Study material Block Start

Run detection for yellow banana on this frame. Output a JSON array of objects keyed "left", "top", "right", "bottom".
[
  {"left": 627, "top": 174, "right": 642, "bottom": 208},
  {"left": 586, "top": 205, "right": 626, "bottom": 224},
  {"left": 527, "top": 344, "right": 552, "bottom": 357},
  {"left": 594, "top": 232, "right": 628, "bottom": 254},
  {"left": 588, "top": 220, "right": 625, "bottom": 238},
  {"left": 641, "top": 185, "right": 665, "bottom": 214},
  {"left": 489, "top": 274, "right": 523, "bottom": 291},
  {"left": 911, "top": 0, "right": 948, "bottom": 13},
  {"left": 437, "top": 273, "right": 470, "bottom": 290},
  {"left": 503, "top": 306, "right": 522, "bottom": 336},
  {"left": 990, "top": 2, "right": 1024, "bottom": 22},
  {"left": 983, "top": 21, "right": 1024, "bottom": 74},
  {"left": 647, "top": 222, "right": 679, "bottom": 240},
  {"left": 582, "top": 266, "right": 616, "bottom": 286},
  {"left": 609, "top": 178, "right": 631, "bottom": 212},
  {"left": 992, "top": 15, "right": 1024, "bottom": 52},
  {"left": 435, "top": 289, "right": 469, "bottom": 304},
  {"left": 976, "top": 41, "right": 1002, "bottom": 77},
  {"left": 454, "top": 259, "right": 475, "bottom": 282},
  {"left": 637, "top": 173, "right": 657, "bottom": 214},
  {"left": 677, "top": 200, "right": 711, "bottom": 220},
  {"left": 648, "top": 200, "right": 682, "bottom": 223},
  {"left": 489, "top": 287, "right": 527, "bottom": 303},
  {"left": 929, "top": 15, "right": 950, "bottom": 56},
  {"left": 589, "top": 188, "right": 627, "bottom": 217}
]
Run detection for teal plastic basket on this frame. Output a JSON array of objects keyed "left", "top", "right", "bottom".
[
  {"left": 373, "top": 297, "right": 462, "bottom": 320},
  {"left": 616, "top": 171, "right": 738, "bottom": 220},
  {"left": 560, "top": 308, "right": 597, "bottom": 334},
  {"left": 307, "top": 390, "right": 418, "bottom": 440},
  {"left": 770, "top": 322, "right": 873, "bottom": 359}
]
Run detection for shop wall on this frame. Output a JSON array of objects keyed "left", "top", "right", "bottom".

Study material Block End

Write out every entry once more, precisely as it stands.

Run detection for yellow banana on this frame. Output a JSON array of objects keyed "left", "top", "right", "bottom".
[
  {"left": 627, "top": 174, "right": 642, "bottom": 208},
  {"left": 586, "top": 205, "right": 626, "bottom": 224},
  {"left": 527, "top": 344, "right": 552, "bottom": 357},
  {"left": 594, "top": 232, "right": 628, "bottom": 254},
  {"left": 588, "top": 220, "right": 625, "bottom": 238},
  {"left": 641, "top": 185, "right": 665, "bottom": 214},
  {"left": 489, "top": 274, "right": 523, "bottom": 291},
  {"left": 911, "top": 0, "right": 948, "bottom": 13},
  {"left": 437, "top": 273, "right": 470, "bottom": 290},
  {"left": 503, "top": 306, "right": 522, "bottom": 336},
  {"left": 990, "top": 2, "right": 1024, "bottom": 22},
  {"left": 983, "top": 21, "right": 1024, "bottom": 74},
  {"left": 647, "top": 222, "right": 679, "bottom": 240},
  {"left": 582, "top": 266, "right": 616, "bottom": 286},
  {"left": 609, "top": 178, "right": 631, "bottom": 212},
  {"left": 992, "top": 15, "right": 1024, "bottom": 52},
  {"left": 435, "top": 289, "right": 469, "bottom": 304},
  {"left": 976, "top": 41, "right": 1002, "bottom": 77},
  {"left": 454, "top": 259, "right": 475, "bottom": 282},
  {"left": 637, "top": 173, "right": 657, "bottom": 214},
  {"left": 677, "top": 200, "right": 711, "bottom": 220},
  {"left": 648, "top": 200, "right": 682, "bottom": 223},
  {"left": 489, "top": 287, "right": 527, "bottom": 303},
  {"left": 929, "top": 15, "right": 950, "bottom": 56},
  {"left": 589, "top": 188, "right": 627, "bottom": 217}
]
Run detection for teal plastic basket on this frame. Output a JSON array of objects keyed "left", "top", "right", "bottom".
[
  {"left": 373, "top": 297, "right": 462, "bottom": 320},
  {"left": 616, "top": 171, "right": 738, "bottom": 220},
  {"left": 560, "top": 308, "right": 597, "bottom": 334},
  {"left": 307, "top": 390, "right": 418, "bottom": 440},
  {"left": 770, "top": 322, "right": 873, "bottom": 359}
]
Run detection for shop wall on this frame. Output a JSON array of objects keyed "left", "top", "right", "bottom".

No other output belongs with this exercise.